# Bit Speed for Dovetail Jig



## darenrogers (Jan 7, 2010)

I have a Rockler dovetail jig that I'll be using to make the drawers for my kitchen. Had some fun with it last week, cutting up some old 1/2" plywood. Whilst using the jig, I noticed the plywood was chipping and splintering in some cases - which I'm almost positive was a result of how old and dry it was.

But that made me think of something. Is there a specific router speed which is best used when cutting dovetails on plywood? What about solid wood...like poplar?

Any suggestions are welcome! Thanks.


----------



## jschaben (Jun 21, 2009)

darenrogers said:


> I have a Rockler dovetail jig that I'll be using to make the drawers for my kitchen. Had some fun with it last week, cutting up some old 1/2" plywood. Whilst using the jig, I noticed the plywood was chipping and splintering in some cases - which I'm almost positive was a result of how old and dry it was.
> 
> But that made me think of something. Is there a specific router speed which is best used when cutting dovetails on plywood? What about solid wood...like poplar?
> 
> Any suggestions are welcome! Thanks.


Hi Darren - I've got that same jig. Works pretty well, bear setting up with the dust collector attached tho.
It just uses the small 1/2" - 14* dovetail bit so I just run full speed, 24K on the little Craftsman I use on it. 
Plywood is the pits, especially the construction grade. So many voids that tearout is almost inevitable. Had some luck skim cutting a couple of passes and then actually climb cutting the fingers. Poplar should work well. I have some birch ply scrap I want to try if I can ever find a bit of extra time. 
Good Luck


----------



## BigJimAK (Mar 13, 2009)

I use a 1/2"-14* at near full speed on hard and soft maple. While you don't want to try to ram the bit through the wood and risk breaking it off, the best cut comes when moving it through a little faster than is intuitive obvious.. at least for me.

Keeping in mind that the shaft is smaller at the base of the bit than the top, it's more important than some cuts to keep your bit really sharp so the bit cuts rather than trying to bend the bit.


----------



## darenrogers (Jan 7, 2010)

jschaben said:


> Hi Darren - I've got that same jig. Works pretty well, bear setting up with the dust collector attached tho.


 I usually setup the jig in my neighbor's garage and he has plans to purchase a duct collector but hasn't yet. Do you simply connect the duct collector after everything is setup and ready to go? Aside from that, do you have any tips or tricks with the jig? Rockler's instructions leave a lot to be desired!



jschaben said:


> Plywood is the pits, especially the construction grade. So many voids that tearout is almost inevitable. Had some luck skim cutting a couple of passes and then actually climb cutting the fingers. Poplar should work well. I have some birch ply scrap I want to try if I can ever find a bit of extra time.


 Yeah, it was cheap construction grade 1/2" ply. I'm going to do a few more tests with 1/2" or 5/8" poplar or furniture grade birch ply. Poplar will be a more expensive, but I think will give me a better looking final product.

—————

» SET PROBLEM 1
Answer these questions about the dovetail jig thread:
(a) What speed does jschaben run on the little Craftsman router used with the jig?
(b) On which woods does BigJimAK use a 1/2"-14* bit at near full speed?
(c) Where does darenrogers usually set up the jig?

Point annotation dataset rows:
—————

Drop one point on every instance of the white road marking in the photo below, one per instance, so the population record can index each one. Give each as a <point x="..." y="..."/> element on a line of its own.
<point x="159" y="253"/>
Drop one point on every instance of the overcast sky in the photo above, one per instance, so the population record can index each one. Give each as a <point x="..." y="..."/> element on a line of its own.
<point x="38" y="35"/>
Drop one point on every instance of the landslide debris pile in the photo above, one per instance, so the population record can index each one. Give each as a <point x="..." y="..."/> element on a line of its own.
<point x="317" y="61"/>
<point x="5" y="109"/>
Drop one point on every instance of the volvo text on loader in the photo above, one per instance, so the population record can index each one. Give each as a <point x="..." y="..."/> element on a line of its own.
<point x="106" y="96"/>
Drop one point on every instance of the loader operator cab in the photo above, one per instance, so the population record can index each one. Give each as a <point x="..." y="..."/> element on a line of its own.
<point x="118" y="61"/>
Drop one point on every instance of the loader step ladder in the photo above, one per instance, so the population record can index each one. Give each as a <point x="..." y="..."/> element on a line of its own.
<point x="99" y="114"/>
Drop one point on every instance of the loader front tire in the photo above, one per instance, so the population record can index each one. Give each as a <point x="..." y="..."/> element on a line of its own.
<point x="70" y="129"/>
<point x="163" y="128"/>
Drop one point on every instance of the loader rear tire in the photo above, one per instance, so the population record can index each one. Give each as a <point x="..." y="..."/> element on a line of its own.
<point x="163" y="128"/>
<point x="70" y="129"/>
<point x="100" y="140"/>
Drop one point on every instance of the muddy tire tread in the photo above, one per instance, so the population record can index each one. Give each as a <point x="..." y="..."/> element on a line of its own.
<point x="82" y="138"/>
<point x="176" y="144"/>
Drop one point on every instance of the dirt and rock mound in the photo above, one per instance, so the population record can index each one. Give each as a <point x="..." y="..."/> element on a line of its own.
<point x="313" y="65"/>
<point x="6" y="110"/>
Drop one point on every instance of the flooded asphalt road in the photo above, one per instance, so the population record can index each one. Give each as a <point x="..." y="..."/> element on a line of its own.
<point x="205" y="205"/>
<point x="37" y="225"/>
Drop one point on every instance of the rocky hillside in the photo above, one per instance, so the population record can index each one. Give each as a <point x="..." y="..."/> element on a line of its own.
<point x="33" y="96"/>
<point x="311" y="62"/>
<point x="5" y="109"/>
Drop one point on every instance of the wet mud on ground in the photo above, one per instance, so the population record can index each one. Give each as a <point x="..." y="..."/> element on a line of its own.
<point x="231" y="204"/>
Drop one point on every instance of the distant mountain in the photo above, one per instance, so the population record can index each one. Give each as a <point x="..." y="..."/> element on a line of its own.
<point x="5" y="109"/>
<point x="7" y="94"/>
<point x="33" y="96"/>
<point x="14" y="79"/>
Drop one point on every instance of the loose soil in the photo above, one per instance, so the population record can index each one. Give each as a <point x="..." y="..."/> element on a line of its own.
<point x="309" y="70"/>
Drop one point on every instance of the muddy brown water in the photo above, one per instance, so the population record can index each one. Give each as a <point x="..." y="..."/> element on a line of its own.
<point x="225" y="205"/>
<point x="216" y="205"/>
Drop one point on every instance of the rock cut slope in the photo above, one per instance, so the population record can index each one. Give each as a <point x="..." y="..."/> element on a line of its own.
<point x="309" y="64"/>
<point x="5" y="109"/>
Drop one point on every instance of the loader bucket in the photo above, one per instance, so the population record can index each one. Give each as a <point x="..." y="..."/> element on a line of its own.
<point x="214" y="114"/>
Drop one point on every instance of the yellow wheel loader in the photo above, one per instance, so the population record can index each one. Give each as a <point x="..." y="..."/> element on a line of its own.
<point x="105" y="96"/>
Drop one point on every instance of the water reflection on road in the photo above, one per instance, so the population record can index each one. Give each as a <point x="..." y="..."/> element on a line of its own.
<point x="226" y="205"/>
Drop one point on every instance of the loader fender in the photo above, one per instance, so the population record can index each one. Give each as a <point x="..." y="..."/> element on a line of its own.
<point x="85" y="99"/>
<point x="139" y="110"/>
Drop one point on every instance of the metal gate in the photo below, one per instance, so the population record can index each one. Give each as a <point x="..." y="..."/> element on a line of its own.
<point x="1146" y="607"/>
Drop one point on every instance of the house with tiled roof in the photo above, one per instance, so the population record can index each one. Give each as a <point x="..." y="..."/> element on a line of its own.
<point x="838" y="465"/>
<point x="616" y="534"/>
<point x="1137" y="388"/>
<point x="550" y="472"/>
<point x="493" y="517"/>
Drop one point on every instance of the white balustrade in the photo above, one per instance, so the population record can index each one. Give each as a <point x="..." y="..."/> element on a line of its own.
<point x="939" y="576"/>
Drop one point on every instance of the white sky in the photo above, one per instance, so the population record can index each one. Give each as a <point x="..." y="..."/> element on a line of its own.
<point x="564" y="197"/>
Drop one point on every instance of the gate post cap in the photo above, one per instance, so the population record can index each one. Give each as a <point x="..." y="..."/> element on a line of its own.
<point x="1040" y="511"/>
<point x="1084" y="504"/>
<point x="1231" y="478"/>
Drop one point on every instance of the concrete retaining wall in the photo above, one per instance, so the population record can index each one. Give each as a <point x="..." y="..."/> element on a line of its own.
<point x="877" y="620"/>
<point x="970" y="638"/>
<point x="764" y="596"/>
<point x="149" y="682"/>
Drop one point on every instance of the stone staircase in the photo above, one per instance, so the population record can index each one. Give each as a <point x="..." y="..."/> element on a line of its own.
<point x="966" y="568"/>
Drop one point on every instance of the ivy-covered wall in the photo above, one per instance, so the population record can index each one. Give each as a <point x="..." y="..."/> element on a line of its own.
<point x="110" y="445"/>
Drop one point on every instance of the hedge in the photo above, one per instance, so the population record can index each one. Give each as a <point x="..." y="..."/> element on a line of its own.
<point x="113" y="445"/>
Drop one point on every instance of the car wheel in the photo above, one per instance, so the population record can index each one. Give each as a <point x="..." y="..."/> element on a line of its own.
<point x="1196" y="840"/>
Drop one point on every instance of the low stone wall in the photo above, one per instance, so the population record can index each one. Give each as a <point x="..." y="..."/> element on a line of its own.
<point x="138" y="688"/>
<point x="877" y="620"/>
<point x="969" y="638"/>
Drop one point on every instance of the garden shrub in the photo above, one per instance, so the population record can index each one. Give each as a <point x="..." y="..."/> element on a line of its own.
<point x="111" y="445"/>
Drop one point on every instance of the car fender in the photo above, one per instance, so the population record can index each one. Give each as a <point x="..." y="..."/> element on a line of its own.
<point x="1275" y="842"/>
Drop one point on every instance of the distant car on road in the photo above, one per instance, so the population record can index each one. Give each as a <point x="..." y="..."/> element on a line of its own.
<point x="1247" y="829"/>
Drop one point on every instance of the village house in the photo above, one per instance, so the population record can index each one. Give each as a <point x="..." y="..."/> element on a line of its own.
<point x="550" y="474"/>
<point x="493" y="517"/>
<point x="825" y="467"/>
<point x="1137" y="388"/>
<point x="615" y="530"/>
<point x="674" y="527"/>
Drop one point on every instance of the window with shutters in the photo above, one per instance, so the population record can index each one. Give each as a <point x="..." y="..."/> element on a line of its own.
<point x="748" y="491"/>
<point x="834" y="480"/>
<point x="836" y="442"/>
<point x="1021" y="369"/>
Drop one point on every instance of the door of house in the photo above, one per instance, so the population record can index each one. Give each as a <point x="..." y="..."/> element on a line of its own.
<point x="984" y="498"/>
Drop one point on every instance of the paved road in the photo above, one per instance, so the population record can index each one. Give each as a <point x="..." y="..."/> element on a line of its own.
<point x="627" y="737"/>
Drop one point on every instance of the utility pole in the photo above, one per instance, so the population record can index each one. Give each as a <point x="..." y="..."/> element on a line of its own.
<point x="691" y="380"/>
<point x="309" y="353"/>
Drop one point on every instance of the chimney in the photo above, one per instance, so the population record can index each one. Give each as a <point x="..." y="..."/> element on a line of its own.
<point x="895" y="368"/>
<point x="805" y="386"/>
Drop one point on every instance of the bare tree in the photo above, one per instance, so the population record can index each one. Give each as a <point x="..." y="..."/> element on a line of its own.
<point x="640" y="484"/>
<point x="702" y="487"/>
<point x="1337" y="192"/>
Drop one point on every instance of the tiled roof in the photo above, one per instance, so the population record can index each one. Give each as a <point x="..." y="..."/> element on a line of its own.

—————

» SET PROBLEM 2
Gather every row above that contains the string "wheel", where case counts, and copy each one out.

» FINAL ANSWER 1
(a) Full speed, 24K.
(b) Hard and soft maple.
(c) In a neighbor's garage.

» FINAL ANSWER 2
Drop one point on every instance of the yellow wheel loader in the photo above, one per instance, so the population record can index each one. Give each as a <point x="..." y="..."/> element on a line of its own.
Drop one point on every instance of the car wheel in the photo above, one per instance, so the population record can index each one. Give each as a <point x="..." y="..."/> element on a line of its own.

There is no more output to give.